Article:
---------------

Training input, prediction target, and prediction for line pixel dropout threshold = 0.6, noise coefficient = 0.01, and minimum line magnitude = 0.01, 0.03, and 0.05

In the \({C}_{n}=0.05\) case for Fig. 6, the lowest line magnitude scenario (\(M=0.01\)) contains noise that is five times the minimum line magnitude. This could result in training input – target pairs where the target lines are mostly or completely obscured by noise, resulting in impossible to predict scenarios. This could have the effect of causing the model to have many false positives as it tries to match non-existent signals, or for the model to effectively be trained on less data. As the minimum line magnitude increases, the signal to noise ratio would increase, reducing these occurrences, and providing better detection certainty, which is consistent with the seen results.

The predictor had the poorest performance in Fig. 6 at \({C}_{n}=M=0.03\), which seems not to follow the previously mentioned trends. This could suggest another factor at play, potentially concerning the size or amount of noise inherent in the data.

The configuration that was the most consistent with the five evaluation criteria was \({\gamma =0.5, C}_{n}=0.03, M=0.05\). Figure 8 demonstrates the model’s ability to accurately detect cracking in non-seed, non-augmented images (criteria 4) while not having large amounts of false positives in the preceding and subsequent images.

Fig. 8
figure 8

Results from balanced predictor configuration, predicting crack locations at the timestep before, during, and after cracks

Multiplying the prediction mask with the input image creates a detection image for each timestep. This represents the detected cracks, as well as their magnitude. By summing each of these detection images, a plot is created which gives an overview of when in the process significant cracking occurs. A plot for the detection sums for the balanced model configuration can be seen in Fig. 9.

Fig. 9
figure 9

Detection image sum for each timestep for the balanced model configuration

Referring back to the previously stated performance criteria, we see that the model displays little to no false positives on images from the seed dataset (DIC timesteps 0 – 49) and images that are not expected to have cracking, and also not part of the seed dataset (DIC timesteps 50–99), satisfying criteria 2 and 3.

---------------

Things to do:
1. Based on the article, say whether each statement is true: (a) Summing the detection images gives a plot showing when significant cracking occurs in the process. (b) The model shows many false positives on images from the seed dataset. (c) A detection image is made by adding the prediction mask to the input image. Answer yes or no for each, quoting the words of the article that settle it.
2. Reproduce the part of the article that begins with the words "Multiplying the prediction" and ends after the words "seen in Fig. 9.".
The lines after the article are not needed here.

Given information:
---------------

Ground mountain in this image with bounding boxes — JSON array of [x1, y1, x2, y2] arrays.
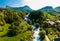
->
[[54, 6, 60, 13], [39, 6, 53, 11], [7, 5, 33, 12], [39, 6, 58, 15]]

---------------

Results for the exercise:
1.
(a) Yes: "By summing each of these detection images, a plot is created which gives an overview of when in the process significant cracking occurs."
(b) No: "the model displays little to no false positives on images from the seed dataset"
(c) No: "Multiplying the prediction mask with the input image creates a detection image for each timestep."

2.
Multiplying the prediction mask with the input image creates a detection image for each timestep. This represents the detected cracks, as well as their magnitude. By summing each of these detection images, a plot is created which gives an overview of when in the process significant cracking occurs. A plot for the detection sums for the balanced model configuration can be seen in Fig. 9.